• **Supplied records**:
-- begin --

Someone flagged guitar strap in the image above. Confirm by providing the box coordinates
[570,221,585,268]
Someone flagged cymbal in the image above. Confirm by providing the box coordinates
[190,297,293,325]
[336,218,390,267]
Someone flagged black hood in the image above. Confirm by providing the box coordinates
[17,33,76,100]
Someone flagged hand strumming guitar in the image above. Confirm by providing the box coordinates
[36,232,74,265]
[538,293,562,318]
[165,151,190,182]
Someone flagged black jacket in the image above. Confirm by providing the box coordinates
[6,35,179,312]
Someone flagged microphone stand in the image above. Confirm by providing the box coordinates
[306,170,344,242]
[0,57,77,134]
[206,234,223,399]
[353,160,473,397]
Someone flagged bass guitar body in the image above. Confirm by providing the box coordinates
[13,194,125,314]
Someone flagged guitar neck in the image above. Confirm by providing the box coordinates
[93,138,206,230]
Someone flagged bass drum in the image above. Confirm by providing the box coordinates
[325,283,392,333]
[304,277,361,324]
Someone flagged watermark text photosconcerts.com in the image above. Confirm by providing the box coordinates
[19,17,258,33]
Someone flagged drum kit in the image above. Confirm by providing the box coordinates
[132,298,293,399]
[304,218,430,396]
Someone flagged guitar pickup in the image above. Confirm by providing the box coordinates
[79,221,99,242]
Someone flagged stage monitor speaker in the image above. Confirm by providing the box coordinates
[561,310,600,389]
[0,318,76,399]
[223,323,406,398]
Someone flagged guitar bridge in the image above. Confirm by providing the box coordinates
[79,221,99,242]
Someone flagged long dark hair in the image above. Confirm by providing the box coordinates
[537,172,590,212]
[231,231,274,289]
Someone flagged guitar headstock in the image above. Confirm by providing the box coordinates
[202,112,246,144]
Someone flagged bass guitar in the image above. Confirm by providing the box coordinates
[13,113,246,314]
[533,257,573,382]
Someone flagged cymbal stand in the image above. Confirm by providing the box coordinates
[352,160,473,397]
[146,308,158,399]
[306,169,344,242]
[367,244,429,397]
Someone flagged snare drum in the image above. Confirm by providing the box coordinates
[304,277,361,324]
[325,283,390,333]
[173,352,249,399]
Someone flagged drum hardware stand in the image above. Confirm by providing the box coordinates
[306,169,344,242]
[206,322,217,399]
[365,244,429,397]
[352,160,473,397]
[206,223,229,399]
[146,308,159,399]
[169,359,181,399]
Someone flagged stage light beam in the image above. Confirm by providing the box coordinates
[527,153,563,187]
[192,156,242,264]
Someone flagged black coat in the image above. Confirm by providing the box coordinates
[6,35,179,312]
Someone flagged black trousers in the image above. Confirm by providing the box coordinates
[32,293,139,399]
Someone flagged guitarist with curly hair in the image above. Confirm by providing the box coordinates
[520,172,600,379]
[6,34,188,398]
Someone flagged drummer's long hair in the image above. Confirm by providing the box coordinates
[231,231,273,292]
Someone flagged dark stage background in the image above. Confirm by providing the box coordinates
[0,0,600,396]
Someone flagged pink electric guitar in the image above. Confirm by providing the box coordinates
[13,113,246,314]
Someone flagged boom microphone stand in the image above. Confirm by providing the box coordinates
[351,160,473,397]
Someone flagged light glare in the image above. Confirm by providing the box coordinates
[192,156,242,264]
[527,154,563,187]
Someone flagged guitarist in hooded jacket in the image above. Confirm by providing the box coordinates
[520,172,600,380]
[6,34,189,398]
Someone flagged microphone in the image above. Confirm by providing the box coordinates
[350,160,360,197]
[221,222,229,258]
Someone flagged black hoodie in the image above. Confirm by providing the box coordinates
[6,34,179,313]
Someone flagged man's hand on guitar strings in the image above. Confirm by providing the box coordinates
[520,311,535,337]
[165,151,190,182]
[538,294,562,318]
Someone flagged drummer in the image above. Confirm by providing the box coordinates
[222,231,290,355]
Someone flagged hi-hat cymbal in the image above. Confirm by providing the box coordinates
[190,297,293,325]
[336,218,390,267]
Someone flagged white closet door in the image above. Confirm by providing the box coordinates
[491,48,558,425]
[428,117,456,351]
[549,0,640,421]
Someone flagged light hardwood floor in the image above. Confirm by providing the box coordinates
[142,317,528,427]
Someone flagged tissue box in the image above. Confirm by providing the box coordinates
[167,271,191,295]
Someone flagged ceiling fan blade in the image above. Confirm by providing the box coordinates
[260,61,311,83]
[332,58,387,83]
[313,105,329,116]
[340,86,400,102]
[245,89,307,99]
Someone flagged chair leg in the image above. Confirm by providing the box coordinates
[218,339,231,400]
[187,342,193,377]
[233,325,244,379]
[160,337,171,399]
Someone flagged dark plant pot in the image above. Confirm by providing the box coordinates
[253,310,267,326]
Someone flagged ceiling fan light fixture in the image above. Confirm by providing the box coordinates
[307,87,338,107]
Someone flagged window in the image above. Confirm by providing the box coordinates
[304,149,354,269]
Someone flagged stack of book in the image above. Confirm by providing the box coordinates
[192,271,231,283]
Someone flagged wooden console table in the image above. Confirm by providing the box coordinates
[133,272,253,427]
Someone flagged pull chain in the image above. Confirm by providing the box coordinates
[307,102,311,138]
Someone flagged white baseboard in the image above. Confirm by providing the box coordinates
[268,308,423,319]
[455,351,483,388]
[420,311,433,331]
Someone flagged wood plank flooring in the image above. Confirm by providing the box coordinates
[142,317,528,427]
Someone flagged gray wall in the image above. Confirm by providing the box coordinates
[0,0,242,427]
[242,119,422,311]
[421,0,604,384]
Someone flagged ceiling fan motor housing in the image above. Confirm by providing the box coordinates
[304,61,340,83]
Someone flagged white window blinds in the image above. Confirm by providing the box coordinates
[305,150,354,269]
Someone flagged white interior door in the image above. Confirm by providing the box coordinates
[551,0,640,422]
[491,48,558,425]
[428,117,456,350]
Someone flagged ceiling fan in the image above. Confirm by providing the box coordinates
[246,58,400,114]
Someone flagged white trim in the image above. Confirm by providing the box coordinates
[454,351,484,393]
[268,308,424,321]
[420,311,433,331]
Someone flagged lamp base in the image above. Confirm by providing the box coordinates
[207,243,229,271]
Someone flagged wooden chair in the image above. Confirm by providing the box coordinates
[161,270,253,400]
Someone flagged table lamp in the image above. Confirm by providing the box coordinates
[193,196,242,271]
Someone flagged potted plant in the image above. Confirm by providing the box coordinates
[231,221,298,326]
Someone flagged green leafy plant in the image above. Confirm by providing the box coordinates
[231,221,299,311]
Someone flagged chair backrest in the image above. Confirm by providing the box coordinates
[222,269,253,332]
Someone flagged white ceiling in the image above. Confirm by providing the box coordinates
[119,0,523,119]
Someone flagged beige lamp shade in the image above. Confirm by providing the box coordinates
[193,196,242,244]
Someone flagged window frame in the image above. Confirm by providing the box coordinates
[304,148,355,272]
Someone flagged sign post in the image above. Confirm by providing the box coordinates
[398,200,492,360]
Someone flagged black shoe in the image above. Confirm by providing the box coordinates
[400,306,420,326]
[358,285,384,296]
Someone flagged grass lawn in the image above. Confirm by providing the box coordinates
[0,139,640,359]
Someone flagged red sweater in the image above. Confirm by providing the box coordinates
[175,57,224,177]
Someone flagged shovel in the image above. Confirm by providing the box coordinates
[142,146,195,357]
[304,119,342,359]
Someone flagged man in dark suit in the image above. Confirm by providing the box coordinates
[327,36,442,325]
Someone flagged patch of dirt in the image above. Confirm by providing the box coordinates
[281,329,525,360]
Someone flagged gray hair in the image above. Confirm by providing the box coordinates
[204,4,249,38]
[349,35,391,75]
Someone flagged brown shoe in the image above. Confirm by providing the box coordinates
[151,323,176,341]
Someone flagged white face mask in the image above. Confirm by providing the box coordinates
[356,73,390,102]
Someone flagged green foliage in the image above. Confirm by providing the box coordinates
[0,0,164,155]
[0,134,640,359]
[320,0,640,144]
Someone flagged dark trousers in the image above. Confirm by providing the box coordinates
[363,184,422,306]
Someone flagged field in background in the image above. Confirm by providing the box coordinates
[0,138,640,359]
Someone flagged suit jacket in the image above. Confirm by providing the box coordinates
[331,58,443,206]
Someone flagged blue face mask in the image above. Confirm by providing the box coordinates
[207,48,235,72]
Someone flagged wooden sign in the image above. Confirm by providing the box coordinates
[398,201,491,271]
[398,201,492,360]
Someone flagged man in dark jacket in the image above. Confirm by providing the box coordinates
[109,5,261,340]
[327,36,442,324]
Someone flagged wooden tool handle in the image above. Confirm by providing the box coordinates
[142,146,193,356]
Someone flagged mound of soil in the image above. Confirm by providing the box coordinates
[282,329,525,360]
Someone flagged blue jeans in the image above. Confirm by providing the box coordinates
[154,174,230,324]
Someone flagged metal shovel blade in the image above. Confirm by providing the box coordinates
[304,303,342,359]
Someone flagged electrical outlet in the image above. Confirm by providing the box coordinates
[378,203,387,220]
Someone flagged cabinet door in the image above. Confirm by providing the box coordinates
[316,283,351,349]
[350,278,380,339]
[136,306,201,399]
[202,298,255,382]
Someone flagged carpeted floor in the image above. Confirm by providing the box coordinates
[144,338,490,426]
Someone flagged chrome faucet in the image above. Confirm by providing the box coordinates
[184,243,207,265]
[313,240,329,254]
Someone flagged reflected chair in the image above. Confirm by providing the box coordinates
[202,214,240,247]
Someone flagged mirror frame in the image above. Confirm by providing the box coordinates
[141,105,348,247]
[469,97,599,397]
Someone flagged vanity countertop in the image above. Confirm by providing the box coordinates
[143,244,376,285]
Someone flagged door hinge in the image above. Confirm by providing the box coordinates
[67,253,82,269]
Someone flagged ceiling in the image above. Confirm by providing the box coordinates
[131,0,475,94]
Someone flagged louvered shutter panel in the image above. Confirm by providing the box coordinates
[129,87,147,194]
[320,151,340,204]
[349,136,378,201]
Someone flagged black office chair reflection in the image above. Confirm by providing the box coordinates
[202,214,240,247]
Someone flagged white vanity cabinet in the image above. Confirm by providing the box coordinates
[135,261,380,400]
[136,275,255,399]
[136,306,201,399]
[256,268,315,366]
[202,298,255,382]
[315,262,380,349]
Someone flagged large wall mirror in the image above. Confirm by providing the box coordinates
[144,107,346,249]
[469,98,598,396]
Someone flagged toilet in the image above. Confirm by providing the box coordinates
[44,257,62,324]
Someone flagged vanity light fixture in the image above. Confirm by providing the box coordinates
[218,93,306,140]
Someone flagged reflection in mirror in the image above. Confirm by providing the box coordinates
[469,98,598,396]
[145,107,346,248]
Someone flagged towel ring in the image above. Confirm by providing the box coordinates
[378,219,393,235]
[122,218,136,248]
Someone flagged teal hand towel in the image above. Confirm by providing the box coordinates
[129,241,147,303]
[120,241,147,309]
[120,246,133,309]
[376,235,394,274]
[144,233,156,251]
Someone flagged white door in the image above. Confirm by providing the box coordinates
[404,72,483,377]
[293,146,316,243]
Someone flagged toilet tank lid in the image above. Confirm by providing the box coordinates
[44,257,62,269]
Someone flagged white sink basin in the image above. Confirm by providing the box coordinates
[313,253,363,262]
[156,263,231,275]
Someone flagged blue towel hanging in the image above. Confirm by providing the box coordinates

-- end --

• **Set exercise**:
Copy the lines of the records above word for word, from the line that contains "Someone flagged pink" through the line that contains "[304,149,354,269]", with both of those lines included.

• **Response to this task**:
Someone flagged pink electric guitar in the image above. Confirm by providing the box coordinates
[13,113,246,314]
Someone flagged boom microphone stand in the image above. Confirm by providing the box coordinates
[351,160,473,397]
Someone flagged light glare in the image above. Confirm by providing the box coordinates
[192,156,242,264]
[527,154,563,187]
Someone flagged guitarist in hooded jacket in the image above. Confirm by providing the box coordinates
[520,172,600,380]
[6,34,189,398]
Someone flagged microphone in the image above. Confirm by providing the box coordinates
[350,160,360,197]
[221,222,229,258]
Someone flagged black hoodie in the image above. Confirm by providing the box coordinates
[6,34,179,313]
Someone flagged man's hand on guitar strings in the image above. Confirm by providing the box coordinates
[520,311,535,337]
[165,151,190,182]
[538,294,562,318]
Someone flagged drummer in the image above. Confirm by providing the box coordinates
[222,231,290,355]
Someone flagged hi-hat cymbal in the image above. Confirm by providing the box coordinates
[190,297,293,325]
[336,218,390,267]
Someone flagged white closet door in the image above. Confirm by providing the box coordinates
[491,48,558,425]
[428,117,456,351]
[549,0,640,421]
Someone flagged light hardwood floor in the image above. Confirm by providing the box coordinates
[142,317,528,427]
Someone flagged tissue box in the image above. Confirm by providing the box coordinates
[167,271,191,295]
Someone flagged ceiling fan blade in the image above. Confirm by providing the box coordinates
[260,61,311,83]
[332,58,387,83]
[313,105,329,116]
[340,86,400,102]
[245,89,307,99]
Someone flagged chair leg in the image above. Confirm by providing the box coordinates
[218,339,231,400]
[187,342,193,377]
[233,325,244,379]
[160,337,171,399]
Someone flagged dark plant pot in the image above. Confirm by providing the box coordinates
[253,310,267,326]
Someone flagged ceiling fan light fixture in the image above. Confirm by providing the box coordinates
[307,87,338,107]
Someone flagged window in the image above. Confirm by providing the box coordinates
[304,149,354,269]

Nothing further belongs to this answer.